▶ Required tasks:
(a) Please output the part of the piece on Dylan Connor's "Hot Mess" below that opens with the words containing "One of the track’s" and closes with "overcomplicating the arrangement.", copying it word for word.
(b) Pick up the piece on Dylan Connor's "Hot Mess" below and carry it on from its final sentence.

Dylan Connor Releases New Single – Hot Mess.
Singer-songwriter Dylan Connor has released his new single “Hot Mess,” a punchy, straight-ahead rock track driven by sharp, self-aware lyrics and restless energy. The song serves as the lead single from Connor’s forthcoming album Lest We Forget, set for release on January 30. Drawing inspiration from bands like The Cult, XTC, and R.E.M., “Hot Mess” balances classic rock urgency with a modern lyrical bite.
Lyrically, “Hot Mess” explores the tension between confidence and insecurity with humor and clarity. Connor contrasts an almost mythic figure — described as “a living goddess in a diamond-studded dress” — with a narrator unraveling in real time, repeating the refrain “I’m a hot mess / can barely get myself dressed.” The song captures modern restlessness and comparison culture, nodding to digital fatigue and compulsion with lines like “my fingers start to scroll / swiping always takes a toll.”
One of the track’s strongest hooks is its shimmering guitar work, played by producer and multi-instrumentalist Merritt Jacob. He opens the song with a catchy, immediate riff that establishes momentum from the outset, then returns throughout the choruses with a call-and-response interplay against the lead vocals. The result adds lift, texture, and memorability without overcomplicating the arrangement.

▶ Exercise data:
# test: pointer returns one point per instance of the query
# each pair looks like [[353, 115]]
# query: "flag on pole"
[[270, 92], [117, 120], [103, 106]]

▶ Responses for each task:
(a)
One of the track’s strongest hooks is its shimmering guitar work, played by producer and multi-instrumentalist Merritt Jacob. He opens the song with a catchy, immediate riff that establishes momentum from the outset, then returns throughout the choruses with a call-and-response interplay against the lead vocals. The result adds lift, texture, and memorability without overcomplicating the arrangement.

(b)
Rhythmically, the track is propelled by drums engineered and performed by Coley O’Toole, a multi-instrumentalist and member of the platinum-selling band We The Kings, who also toured with Green Day in the summer of 2024. O’Toole’s performance provides a tight, forward-driving backbone that keeps the song urgent and unfiltered.
Since its release, “Hot Mess” has landed on several Spotify playlists, helping build momentum ahead of Lest We Forget— an 11-track album that moves between darker, edgy guitar work, clean and sparkling textures, and stark, piano-driven moments.
Connor first gained widespread attention with his humanitarian anthem “If Only You’d Listen,” which went viral with over 9 million Facebook views. His music has appeared in films including Adverse and the Oscar-contending documentary Little Gandhi, as well as across networks such as MTV and Discovery.
With Lest We Forget arriving January 30, Dylan Connor continues to embrace an unapologetically human approach — capturing vulnerability, urgency, and self-awareness in equal measure.